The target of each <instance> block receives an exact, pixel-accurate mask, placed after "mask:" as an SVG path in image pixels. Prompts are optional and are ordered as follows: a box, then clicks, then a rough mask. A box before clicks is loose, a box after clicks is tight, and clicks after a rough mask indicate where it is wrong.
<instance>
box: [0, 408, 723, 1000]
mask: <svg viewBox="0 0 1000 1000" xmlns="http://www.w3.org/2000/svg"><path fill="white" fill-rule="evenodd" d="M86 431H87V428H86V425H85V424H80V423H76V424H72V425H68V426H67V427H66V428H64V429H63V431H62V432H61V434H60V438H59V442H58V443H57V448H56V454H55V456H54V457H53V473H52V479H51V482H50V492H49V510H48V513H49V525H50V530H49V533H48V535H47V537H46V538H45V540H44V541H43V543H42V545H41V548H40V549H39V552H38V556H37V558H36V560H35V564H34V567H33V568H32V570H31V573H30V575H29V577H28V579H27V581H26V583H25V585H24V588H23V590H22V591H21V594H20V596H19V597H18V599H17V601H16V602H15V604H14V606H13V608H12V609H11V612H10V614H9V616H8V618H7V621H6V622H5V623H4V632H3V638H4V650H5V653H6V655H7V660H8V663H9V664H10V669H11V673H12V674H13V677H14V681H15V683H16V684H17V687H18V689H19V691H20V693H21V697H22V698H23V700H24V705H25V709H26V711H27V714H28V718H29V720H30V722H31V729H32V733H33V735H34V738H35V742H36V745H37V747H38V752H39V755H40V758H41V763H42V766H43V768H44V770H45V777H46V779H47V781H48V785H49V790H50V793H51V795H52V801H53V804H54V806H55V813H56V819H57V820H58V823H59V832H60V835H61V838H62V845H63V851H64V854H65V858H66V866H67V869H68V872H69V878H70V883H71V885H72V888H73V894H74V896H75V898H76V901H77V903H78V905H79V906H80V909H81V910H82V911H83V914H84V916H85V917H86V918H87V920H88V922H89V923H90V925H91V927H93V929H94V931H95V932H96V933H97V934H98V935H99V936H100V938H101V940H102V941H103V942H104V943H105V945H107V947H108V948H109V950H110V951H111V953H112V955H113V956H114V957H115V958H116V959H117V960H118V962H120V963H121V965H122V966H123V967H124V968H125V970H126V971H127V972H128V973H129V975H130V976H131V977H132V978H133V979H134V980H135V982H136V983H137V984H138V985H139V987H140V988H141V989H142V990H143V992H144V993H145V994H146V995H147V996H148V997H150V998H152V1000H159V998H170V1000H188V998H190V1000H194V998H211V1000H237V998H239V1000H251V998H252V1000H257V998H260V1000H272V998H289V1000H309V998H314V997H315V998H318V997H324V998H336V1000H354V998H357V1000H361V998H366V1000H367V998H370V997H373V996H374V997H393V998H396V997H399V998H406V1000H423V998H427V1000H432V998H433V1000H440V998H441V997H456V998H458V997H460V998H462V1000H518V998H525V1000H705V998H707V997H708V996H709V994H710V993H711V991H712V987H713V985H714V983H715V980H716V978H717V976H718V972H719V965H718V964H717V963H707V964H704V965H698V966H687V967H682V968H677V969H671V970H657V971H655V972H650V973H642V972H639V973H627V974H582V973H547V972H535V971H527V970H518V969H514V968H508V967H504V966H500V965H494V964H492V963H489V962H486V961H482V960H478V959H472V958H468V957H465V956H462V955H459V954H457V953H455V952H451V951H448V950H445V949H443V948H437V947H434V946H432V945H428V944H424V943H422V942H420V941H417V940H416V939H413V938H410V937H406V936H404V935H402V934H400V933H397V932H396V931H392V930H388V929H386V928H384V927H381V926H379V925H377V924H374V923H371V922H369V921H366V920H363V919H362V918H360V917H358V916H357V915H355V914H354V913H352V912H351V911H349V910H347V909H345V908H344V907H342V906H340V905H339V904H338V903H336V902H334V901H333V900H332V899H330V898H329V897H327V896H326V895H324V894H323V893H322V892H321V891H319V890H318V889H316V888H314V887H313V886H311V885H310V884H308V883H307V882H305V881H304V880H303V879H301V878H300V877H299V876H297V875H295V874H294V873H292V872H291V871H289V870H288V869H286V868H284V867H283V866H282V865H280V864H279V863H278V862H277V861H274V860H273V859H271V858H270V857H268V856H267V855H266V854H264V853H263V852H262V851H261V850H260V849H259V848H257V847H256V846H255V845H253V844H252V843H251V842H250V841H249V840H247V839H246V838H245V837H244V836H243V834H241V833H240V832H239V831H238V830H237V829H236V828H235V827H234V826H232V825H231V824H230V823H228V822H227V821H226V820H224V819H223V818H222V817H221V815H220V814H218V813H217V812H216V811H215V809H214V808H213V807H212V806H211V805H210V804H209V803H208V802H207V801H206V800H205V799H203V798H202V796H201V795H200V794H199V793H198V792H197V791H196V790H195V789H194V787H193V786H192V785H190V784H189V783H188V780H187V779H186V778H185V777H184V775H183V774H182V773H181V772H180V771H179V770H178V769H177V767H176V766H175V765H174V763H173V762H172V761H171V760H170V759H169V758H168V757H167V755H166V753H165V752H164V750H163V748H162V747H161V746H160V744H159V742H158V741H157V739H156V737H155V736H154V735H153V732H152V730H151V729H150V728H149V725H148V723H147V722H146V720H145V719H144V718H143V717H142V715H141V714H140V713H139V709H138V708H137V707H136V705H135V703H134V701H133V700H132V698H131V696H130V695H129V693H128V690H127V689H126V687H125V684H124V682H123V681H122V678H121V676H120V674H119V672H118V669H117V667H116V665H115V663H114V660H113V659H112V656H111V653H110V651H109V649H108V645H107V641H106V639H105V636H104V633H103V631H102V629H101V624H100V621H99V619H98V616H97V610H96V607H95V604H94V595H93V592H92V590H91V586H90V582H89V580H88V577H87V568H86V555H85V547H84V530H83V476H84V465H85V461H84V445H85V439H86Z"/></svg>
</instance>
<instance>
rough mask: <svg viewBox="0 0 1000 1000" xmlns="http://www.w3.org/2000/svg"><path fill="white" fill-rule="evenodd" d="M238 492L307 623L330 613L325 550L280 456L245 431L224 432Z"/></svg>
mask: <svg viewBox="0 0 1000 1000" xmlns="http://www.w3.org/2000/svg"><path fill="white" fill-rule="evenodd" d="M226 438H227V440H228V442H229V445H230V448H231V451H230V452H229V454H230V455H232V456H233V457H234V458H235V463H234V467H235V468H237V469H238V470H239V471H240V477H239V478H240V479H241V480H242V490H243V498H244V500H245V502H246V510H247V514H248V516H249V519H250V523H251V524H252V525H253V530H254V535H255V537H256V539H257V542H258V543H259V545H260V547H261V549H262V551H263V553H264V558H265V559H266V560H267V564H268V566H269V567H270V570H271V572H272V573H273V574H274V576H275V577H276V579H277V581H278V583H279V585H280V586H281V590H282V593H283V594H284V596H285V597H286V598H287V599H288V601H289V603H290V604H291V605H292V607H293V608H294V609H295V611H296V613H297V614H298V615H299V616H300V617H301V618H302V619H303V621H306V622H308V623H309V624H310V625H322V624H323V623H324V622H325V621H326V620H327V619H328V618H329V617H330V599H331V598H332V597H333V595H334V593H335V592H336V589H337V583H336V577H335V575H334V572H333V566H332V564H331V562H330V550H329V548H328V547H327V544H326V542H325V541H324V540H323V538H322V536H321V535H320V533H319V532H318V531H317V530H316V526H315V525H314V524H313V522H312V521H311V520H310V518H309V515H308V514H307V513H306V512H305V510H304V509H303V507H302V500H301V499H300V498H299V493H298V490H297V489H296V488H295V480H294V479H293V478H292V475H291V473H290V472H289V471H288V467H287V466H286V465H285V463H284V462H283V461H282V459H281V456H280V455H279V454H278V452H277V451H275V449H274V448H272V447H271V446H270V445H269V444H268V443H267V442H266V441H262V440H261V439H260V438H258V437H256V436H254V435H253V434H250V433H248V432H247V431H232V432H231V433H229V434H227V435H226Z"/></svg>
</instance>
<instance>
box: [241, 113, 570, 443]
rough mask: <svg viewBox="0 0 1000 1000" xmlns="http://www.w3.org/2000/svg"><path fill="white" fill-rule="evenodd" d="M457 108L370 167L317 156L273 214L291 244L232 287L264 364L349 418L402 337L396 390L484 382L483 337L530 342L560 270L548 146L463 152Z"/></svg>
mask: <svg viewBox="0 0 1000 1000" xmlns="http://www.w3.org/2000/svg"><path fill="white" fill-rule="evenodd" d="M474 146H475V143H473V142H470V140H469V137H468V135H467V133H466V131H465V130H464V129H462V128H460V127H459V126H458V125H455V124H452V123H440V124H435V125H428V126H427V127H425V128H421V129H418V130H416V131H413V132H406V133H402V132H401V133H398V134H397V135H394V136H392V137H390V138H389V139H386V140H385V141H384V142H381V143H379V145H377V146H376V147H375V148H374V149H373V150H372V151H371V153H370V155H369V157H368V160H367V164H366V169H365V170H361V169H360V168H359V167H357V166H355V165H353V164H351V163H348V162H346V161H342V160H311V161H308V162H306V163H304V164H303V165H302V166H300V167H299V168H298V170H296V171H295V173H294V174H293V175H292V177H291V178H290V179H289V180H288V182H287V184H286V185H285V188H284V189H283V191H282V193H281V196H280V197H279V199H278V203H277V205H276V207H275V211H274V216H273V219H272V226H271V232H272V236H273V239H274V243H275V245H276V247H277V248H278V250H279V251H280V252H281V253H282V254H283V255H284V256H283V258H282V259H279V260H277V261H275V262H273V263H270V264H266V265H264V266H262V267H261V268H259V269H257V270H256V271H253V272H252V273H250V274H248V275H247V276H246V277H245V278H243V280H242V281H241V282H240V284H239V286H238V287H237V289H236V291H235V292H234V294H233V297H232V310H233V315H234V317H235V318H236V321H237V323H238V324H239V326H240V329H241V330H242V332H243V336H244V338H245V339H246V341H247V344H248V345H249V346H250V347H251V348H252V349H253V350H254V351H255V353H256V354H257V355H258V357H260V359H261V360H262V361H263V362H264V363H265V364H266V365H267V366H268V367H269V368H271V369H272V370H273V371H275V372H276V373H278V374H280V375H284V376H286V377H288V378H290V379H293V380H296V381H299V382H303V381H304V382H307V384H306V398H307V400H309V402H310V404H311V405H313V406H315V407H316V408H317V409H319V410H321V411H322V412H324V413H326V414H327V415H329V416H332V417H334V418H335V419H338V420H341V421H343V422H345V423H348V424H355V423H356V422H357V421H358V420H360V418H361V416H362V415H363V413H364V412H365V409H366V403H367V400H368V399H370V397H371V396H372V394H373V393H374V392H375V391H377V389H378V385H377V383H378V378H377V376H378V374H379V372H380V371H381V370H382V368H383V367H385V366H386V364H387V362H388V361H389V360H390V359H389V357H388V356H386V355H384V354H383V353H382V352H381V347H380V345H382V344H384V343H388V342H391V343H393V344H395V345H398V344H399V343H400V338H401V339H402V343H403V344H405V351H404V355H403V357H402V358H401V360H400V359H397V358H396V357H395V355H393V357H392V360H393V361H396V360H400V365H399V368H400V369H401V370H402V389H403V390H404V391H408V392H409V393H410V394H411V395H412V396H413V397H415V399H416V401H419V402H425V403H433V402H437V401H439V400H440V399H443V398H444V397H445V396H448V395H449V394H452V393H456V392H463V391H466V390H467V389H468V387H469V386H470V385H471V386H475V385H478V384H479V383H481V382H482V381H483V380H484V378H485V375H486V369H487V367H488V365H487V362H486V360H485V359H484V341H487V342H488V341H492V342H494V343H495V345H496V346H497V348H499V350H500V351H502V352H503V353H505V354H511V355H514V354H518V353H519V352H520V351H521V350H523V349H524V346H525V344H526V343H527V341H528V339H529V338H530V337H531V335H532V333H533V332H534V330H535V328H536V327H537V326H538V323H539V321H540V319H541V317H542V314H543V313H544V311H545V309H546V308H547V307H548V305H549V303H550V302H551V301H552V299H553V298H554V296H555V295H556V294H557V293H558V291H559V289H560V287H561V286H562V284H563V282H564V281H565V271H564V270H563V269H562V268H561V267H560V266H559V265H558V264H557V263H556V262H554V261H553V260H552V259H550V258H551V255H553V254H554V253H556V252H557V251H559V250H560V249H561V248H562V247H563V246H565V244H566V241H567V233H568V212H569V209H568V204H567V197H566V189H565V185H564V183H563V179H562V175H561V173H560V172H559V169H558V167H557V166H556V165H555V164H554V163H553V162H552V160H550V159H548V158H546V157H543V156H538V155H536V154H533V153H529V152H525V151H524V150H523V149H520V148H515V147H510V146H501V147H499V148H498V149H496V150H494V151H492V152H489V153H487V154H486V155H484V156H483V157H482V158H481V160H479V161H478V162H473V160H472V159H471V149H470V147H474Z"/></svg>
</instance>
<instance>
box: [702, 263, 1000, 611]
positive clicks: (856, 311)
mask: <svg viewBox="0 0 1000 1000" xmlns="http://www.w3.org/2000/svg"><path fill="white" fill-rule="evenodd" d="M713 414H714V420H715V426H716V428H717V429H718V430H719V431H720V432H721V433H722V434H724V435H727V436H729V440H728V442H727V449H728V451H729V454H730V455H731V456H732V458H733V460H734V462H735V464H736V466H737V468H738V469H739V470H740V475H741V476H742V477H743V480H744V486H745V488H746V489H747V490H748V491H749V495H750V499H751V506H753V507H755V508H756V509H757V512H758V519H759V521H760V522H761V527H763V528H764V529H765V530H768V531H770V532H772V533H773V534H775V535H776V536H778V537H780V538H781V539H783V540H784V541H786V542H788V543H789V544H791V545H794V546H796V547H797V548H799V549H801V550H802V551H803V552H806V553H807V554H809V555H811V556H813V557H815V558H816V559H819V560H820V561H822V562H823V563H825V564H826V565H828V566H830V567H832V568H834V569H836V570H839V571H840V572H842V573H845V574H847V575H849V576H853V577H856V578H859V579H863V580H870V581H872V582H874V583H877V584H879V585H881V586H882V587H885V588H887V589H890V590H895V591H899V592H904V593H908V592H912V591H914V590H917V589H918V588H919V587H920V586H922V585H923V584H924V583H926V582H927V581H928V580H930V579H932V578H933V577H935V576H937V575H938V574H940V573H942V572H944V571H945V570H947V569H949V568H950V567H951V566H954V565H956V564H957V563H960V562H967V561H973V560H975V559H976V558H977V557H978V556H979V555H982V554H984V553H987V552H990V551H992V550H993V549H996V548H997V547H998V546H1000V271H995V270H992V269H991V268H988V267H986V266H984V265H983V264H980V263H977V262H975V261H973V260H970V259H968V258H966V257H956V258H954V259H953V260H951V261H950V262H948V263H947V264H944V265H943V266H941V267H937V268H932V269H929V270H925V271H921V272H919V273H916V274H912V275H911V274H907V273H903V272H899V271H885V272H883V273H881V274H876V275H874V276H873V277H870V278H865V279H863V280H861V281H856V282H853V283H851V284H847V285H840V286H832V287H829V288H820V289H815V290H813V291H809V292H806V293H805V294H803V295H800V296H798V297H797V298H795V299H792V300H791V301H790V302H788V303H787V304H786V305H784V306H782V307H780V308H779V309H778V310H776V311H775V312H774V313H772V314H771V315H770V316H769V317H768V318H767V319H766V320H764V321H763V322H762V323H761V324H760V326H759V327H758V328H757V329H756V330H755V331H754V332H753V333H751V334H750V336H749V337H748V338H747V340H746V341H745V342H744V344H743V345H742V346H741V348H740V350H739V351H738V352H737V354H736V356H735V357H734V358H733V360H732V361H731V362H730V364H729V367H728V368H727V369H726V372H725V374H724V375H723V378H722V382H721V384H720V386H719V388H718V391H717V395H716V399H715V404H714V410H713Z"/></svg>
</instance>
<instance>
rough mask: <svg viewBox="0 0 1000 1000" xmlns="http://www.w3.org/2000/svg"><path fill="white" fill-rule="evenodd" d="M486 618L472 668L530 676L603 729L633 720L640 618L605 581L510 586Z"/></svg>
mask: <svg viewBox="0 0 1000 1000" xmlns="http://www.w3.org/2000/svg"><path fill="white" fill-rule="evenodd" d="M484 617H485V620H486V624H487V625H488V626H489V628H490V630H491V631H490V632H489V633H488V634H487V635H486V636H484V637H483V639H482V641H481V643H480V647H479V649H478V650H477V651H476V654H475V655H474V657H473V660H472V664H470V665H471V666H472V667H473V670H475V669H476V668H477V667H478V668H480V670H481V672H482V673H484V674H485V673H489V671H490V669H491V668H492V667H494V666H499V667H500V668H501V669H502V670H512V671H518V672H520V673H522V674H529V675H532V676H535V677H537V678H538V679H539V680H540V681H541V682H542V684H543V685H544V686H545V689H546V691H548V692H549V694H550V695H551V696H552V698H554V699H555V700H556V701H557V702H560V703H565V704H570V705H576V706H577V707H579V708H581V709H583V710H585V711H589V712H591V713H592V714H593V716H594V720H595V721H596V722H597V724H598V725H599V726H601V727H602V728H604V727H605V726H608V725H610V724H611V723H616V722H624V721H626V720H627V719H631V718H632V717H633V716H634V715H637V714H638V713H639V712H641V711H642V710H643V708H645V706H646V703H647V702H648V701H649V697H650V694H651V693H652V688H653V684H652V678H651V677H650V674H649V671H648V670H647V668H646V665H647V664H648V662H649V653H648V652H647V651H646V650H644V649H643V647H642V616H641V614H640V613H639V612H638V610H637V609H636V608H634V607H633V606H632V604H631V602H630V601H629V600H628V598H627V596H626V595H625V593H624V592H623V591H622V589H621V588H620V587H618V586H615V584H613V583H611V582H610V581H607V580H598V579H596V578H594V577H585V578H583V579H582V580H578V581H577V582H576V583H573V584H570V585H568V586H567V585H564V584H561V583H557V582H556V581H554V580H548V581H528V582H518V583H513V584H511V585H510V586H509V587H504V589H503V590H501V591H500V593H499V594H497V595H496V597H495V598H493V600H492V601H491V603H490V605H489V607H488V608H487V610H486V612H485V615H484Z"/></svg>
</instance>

__Goal of the exercise__
Can you copy out, unchanged, every line from the beginning of the items up to and including the line with "box: [0, 408, 723, 1000]"?

__Exercise result__
The target of each <instance> block receives an exact, pixel-accurate mask, placed after "mask:" as an SVG path in image pixels. Prompts are optional and are ordered as follows: a box, then clicks, then a rough mask. A box before clicks is loose, a box after clicks is tight, and clicks after a rough mask indicate where it is wrong.
<instance>
box: [0, 408, 723, 1000]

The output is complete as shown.